What follows is a listing to be transcribed exactly.

# start of Input for this task

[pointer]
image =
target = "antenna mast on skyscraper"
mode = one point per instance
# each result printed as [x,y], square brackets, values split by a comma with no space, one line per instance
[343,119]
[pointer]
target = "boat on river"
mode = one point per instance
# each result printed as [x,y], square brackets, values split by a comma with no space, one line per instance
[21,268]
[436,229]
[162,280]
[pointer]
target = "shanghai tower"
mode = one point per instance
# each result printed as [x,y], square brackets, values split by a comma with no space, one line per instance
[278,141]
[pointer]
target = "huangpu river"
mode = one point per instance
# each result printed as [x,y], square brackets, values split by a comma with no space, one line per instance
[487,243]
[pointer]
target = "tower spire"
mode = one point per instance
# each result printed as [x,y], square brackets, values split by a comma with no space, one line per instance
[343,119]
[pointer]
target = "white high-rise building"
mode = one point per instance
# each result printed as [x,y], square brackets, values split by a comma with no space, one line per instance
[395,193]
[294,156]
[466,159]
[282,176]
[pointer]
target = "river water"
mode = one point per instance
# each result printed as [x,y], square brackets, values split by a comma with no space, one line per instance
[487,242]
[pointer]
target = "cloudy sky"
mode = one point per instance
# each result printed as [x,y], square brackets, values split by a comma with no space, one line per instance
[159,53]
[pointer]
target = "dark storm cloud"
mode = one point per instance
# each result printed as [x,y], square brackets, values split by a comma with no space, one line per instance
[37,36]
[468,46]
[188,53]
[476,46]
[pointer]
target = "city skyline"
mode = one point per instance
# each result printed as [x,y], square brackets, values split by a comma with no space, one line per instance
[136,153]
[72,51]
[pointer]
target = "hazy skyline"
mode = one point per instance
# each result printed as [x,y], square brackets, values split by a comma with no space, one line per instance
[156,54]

# end of Input for this task

### Answer to the problem
[pointer]
image =
target = "antenna mast on skyscraper"
mode = one point per instance
# each result printed as [x,y], square brackets, values split by a comma with no space, one line per instance
[343,119]
[pointer]
target = "boat on river"
mode = one point per instance
# each result printed as [x,y], square brackets, values split by a comma with no space, one line per instance
[21,268]
[436,229]
[162,280]
[pointer]
target = "shanghai tower"
mode = one point per instance
# each result printed as [x,y], square brackets, values split by a comma with no space, one line per instance
[278,141]
[pointer]
target = "huangpu river"
mode = one point per instance
# each result printed as [x,y], square brackets, values split by a comma with no space, one line per instance
[487,243]
[pointer]
target = "tower spire"
mode = one point per instance
# each result printed as [x,y], square brackets, values split by a comma with no space, one line per instance
[343,119]
[pointer]
target = "white high-rise building"
mode = one point per instance
# each result printed as [x,y], square brackets, values split by a comma with no space, one line per instance
[395,193]
[294,156]
[466,159]
[282,176]
[pointer]
target = "river water"
mode = one point per instance
# each result printed as [x,y], square brackets, values split by a comma with no space, one line per instance
[487,242]
[pointer]
target = "cloudy sky"
mode = one point per instance
# each result printed as [x,y], square brackets, values split by a comma with no space, one line per instance
[159,53]
[pointer]
target = "dark storm cloud"
mode = one point per instance
# each result printed as [x,y], square brackets, values split by a comma with no space, one line per instance
[37,36]
[468,46]
[188,53]
[476,46]
[pointer]
target = "city skyline"
mode = one point per instance
# each result printed as [x,y], square brackets, values split by a comma with no space, one line per instance
[136,153]
[72,51]
[pointer]
target = "hazy skyline"
mode = one point per instance
# each result printed as [x,y], square brackets, values split by a comma with no space, one line per instance
[156,54]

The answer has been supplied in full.